> Work instruction
Output all of the entries exactly as they are given.

--- Extracted data Enclosed Below ---

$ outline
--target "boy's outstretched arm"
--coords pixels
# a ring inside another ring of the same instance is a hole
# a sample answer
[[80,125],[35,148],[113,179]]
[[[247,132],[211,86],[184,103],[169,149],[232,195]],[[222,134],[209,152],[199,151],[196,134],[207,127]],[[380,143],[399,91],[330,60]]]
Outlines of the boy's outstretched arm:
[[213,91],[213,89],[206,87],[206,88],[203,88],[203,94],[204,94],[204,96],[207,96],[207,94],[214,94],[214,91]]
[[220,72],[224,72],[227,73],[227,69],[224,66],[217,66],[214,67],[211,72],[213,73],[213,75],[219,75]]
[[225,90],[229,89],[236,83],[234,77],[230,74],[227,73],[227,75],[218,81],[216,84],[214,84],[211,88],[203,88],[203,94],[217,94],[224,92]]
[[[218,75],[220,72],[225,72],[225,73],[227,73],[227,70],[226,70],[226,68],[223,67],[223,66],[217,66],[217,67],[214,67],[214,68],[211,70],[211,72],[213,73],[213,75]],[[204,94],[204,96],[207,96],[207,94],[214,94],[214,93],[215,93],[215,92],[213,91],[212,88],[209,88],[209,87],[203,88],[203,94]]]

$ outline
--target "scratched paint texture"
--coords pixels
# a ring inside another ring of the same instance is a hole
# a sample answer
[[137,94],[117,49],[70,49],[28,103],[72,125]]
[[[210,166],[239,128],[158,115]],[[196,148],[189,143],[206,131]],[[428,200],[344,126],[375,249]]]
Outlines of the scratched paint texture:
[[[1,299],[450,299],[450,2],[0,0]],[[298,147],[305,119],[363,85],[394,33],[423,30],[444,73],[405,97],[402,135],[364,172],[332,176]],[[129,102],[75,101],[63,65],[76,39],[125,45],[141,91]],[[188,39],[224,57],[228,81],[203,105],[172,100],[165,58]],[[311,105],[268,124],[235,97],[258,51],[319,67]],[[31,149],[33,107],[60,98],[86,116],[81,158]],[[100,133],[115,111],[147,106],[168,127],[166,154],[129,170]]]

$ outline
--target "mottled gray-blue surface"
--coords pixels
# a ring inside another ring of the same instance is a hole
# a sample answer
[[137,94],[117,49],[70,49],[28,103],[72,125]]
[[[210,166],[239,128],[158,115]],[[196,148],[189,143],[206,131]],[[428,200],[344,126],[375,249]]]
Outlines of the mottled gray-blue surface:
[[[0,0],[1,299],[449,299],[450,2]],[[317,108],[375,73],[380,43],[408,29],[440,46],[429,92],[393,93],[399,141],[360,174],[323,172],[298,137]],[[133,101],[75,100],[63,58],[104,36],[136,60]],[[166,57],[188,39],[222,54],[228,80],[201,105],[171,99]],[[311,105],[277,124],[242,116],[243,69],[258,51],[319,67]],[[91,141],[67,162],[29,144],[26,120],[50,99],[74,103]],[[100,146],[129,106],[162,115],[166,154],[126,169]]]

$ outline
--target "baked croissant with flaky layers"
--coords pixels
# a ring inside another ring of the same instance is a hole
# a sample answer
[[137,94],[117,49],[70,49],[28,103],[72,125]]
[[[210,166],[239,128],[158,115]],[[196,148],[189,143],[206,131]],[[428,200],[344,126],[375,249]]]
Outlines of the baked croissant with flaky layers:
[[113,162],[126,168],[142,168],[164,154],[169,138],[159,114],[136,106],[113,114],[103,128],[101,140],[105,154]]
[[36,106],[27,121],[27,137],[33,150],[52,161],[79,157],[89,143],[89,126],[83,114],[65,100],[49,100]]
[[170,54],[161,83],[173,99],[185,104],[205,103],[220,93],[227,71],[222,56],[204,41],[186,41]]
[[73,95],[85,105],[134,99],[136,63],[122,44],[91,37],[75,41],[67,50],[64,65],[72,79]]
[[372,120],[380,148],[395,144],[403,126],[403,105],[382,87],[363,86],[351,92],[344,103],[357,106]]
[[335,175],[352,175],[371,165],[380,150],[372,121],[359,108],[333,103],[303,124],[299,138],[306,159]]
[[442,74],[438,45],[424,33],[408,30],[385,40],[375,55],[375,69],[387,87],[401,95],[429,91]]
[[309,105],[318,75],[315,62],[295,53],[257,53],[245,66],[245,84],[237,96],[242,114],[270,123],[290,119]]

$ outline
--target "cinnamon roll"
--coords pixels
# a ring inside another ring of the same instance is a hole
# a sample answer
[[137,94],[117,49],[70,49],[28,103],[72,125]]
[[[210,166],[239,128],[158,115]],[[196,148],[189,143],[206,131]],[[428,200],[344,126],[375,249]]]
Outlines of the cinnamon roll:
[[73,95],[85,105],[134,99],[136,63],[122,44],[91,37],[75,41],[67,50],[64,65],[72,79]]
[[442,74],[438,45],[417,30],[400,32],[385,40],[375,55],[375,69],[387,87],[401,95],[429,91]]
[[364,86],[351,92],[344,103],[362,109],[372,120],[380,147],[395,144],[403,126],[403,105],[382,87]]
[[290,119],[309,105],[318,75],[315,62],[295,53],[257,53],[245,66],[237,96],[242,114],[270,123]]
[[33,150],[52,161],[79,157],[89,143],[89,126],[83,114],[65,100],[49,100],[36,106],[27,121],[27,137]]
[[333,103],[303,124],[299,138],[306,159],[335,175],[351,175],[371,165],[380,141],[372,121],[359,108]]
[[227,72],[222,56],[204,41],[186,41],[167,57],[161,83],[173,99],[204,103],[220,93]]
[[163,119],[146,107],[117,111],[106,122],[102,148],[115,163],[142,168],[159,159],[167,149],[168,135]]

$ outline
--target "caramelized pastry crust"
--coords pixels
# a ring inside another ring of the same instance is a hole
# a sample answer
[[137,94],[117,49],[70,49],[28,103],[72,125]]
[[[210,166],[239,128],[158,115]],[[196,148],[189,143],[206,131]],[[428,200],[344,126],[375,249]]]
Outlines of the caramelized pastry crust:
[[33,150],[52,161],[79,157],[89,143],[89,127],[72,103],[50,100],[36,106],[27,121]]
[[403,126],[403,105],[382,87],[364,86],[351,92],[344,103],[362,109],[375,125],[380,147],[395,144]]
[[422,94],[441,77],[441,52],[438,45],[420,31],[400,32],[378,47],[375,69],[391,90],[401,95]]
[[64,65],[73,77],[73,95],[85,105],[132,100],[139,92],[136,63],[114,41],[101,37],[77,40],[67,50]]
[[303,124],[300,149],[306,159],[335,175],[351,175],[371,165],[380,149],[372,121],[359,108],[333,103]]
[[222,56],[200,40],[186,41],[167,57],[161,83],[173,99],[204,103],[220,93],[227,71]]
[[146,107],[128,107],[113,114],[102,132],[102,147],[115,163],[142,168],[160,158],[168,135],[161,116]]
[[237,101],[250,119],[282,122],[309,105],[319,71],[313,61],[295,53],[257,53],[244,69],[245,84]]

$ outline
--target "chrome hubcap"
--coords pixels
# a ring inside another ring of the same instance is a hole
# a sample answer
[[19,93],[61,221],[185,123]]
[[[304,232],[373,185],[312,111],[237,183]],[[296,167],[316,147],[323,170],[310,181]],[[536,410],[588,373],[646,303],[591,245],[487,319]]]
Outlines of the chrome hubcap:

--- End of Enclosed Extracted data ---

> Answer to this problem
$ outline
--target "boy's outstretched arm"
--coords pixels
# a ring inside another ring of the same instance is a hole
# a sample answer
[[80,125],[35,148],[113,179]]
[[[247,132],[211,86],[184,103],[169,149],[232,195]],[[222,134],[209,152],[199,151],[196,134],[207,127]],[[380,143],[399,91],[330,60]]]
Outlines of the boy's outstretched arm:
[[213,91],[213,89],[206,87],[206,88],[203,88],[203,94],[204,94],[204,96],[207,96],[207,94],[214,94],[214,91]]
[[220,72],[224,72],[227,73],[227,69],[224,66],[217,66],[214,67],[211,72],[213,73],[213,75],[219,75]]
[[225,90],[229,89],[236,83],[234,77],[230,74],[227,73],[227,75],[218,81],[216,84],[214,84],[211,88],[203,88],[203,94],[217,94],[224,92]]
[[[218,75],[220,72],[225,72],[225,73],[227,73],[227,70],[226,70],[226,68],[223,67],[223,66],[217,66],[217,67],[214,67],[214,68],[211,70],[211,72],[213,73],[213,75]],[[204,94],[204,96],[207,96],[207,94],[214,94],[214,93],[215,93],[215,92],[213,91],[212,88],[209,88],[209,87],[203,88],[203,94]]]

$ outline
--target "scratched paint texture"
--coords pixels
# a ring inside another ring of the same instance is a hole
# a sample answer
[[137,94],[117,49],[70,49],[28,103],[72,125]]
[[[210,166],[239,128],[158,115]],[[196,148],[189,143],[206,131]],[[428,200],[344,126],[375,249]]]
Outlines of the scratched paint texture:
[[[1,299],[450,299],[450,2],[0,0]],[[298,147],[305,119],[363,85],[394,33],[423,30],[444,73],[405,97],[402,135],[364,172],[332,176]],[[129,102],[75,101],[63,65],[76,39],[125,45],[141,91]],[[188,39],[224,57],[228,81],[203,105],[172,100],[165,58]],[[311,105],[268,124],[235,97],[258,51],[319,67]],[[31,149],[33,107],[60,98],[86,116],[81,158]],[[100,133],[115,111],[147,106],[168,127],[166,154],[129,170]]]

$ outline
--target "mottled gray-blue surface"
--coords pixels
# a ring inside another ring of the same instance is a hole
# a sample answer
[[137,94],[117,49],[70,49],[28,103],[72,125]]
[[[210,166],[239,128],[158,115]],[[196,148],[189,143],[206,131]],[[428,200],[344,126],[375,249]]]
Outlines of the mottled gray-blue surface:
[[[0,0],[1,299],[449,299],[450,2]],[[317,108],[375,73],[380,43],[408,29],[440,46],[429,92],[393,93],[399,141],[360,174],[323,172],[298,137]],[[133,101],[75,100],[63,58],[104,36],[136,60]],[[166,57],[188,39],[222,54],[228,80],[201,105],[171,99]],[[311,105],[277,124],[242,116],[243,69],[258,51],[319,67]],[[91,141],[67,162],[29,144],[26,120],[50,99],[74,103]],[[100,146],[129,106],[162,115],[166,154],[126,169]]]

$ outline
--target "baked croissant with flaky layers"
--coords pixels
# a ring inside another ring of the same instance is a hole
# a sample answer
[[137,94],[117,49],[70,49],[28,103],[72,125]]
[[[210,166],[239,128],[158,115]],[[196,148],[189,143],[206,131]],[[428,200],[344,126],[375,249]]]
Outlines of the baked croissant with flaky layers:
[[113,162],[126,168],[142,168],[164,154],[169,138],[159,114],[136,106],[113,114],[103,128],[101,140],[105,154]]
[[36,106],[27,121],[27,137],[33,150],[52,161],[79,157],[89,143],[89,126],[83,114],[65,100],[49,100]]
[[170,54],[161,83],[173,99],[185,104],[205,103],[220,93],[227,71],[222,56],[204,41],[186,41]]
[[73,95],[85,105],[134,99],[136,63],[122,44],[91,37],[75,41],[67,50],[64,65],[72,79]]
[[372,120],[380,148],[395,144],[403,126],[403,105],[382,87],[363,86],[351,92],[344,103],[357,106]]
[[335,175],[352,175],[371,165],[380,150],[372,121],[359,108],[333,103],[303,124],[299,138],[306,159]]
[[442,74],[438,45],[424,33],[408,30],[385,40],[375,55],[375,69],[387,87],[401,95],[429,91]]
[[309,105],[318,75],[315,62],[295,53],[257,53],[245,66],[245,84],[237,96],[242,114],[270,123],[290,119]]

$ outline
--target "cinnamon roll"
--coords pixels
# a ring inside another ring of the same instance is a hole
# a sample answer
[[137,94],[117,49],[70,49],[28,103],[72,125]]
[[[210,166],[239,128],[158,115]],[[196,148],[189,143],[206,131]],[[428,200],[344,126],[375,249]]]
Outlines of the cinnamon roll:
[[73,95],[85,105],[134,99],[136,63],[122,44],[91,37],[75,41],[67,50],[64,65],[72,79]]
[[442,74],[438,45],[417,30],[400,32],[385,40],[375,55],[375,69],[387,87],[401,95],[429,91]]
[[364,86],[351,92],[344,103],[362,109],[372,120],[380,147],[395,144],[403,126],[403,105],[382,87]]
[[290,119],[309,105],[318,75],[315,62],[295,53],[257,53],[245,66],[237,96],[242,114],[270,123]]
[[33,150],[52,161],[79,157],[89,143],[89,126],[83,114],[65,100],[49,100],[36,106],[27,121],[27,137]]
[[333,103],[303,124],[299,138],[306,159],[335,175],[351,175],[371,165],[380,141],[372,121],[359,108]]
[[227,72],[222,56],[204,41],[186,41],[167,57],[161,83],[173,99],[204,103],[220,93]]
[[163,119],[146,107],[117,111],[106,122],[102,148],[115,163],[142,168],[159,159],[167,149],[168,135]]

$ outline
--target "caramelized pastry crust"
--coords pixels
# a ring inside another ring of the same instance is a hole
# a sample answer
[[137,94],[117,49],[70,49],[28,103],[72,125]]
[[[210,166],[239,128],[158,115]],[[196,148],[189,143],[206,131]],[[428,200],[344,126],[375,249]]]
Outlines of the caramelized pastry crust:
[[33,150],[52,161],[79,157],[89,143],[89,127],[72,103],[50,100],[36,106],[27,121]]
[[403,126],[403,105],[382,87],[364,86],[351,92],[344,103],[362,109],[375,125],[380,147],[395,144]]
[[422,94],[441,77],[441,52],[438,45],[420,31],[400,32],[378,47],[375,69],[391,90],[401,95]]
[[64,65],[73,77],[73,95],[85,105],[132,100],[139,92],[136,63],[114,41],[101,37],[77,40],[67,50]]
[[303,124],[300,149],[306,159],[335,175],[351,175],[371,165],[380,149],[372,121],[359,108],[333,103]]
[[222,56],[200,40],[186,41],[167,57],[161,83],[173,99],[204,103],[220,93],[227,71]]
[[146,107],[128,107],[113,114],[102,132],[102,147],[115,163],[142,168],[160,158],[168,135],[161,116]]
[[237,101],[250,119],[282,122],[309,105],[319,71],[313,61],[295,53],[257,53],[244,69],[245,84]]

$ outline
--target "chrome hubcap"
--coords pixels
# a ring inside another ring of the same instance is a hole
# a sample answer
[[19,93],[61,221],[185,123]]
[[[304,232],[373,185],[312,111],[237,183]],[[296,167],[316,147],[323,170],[310,181]],[[536,410],[588,373],[646,303],[591,245],[487,319]]]
Outlines of the chrome hubcap:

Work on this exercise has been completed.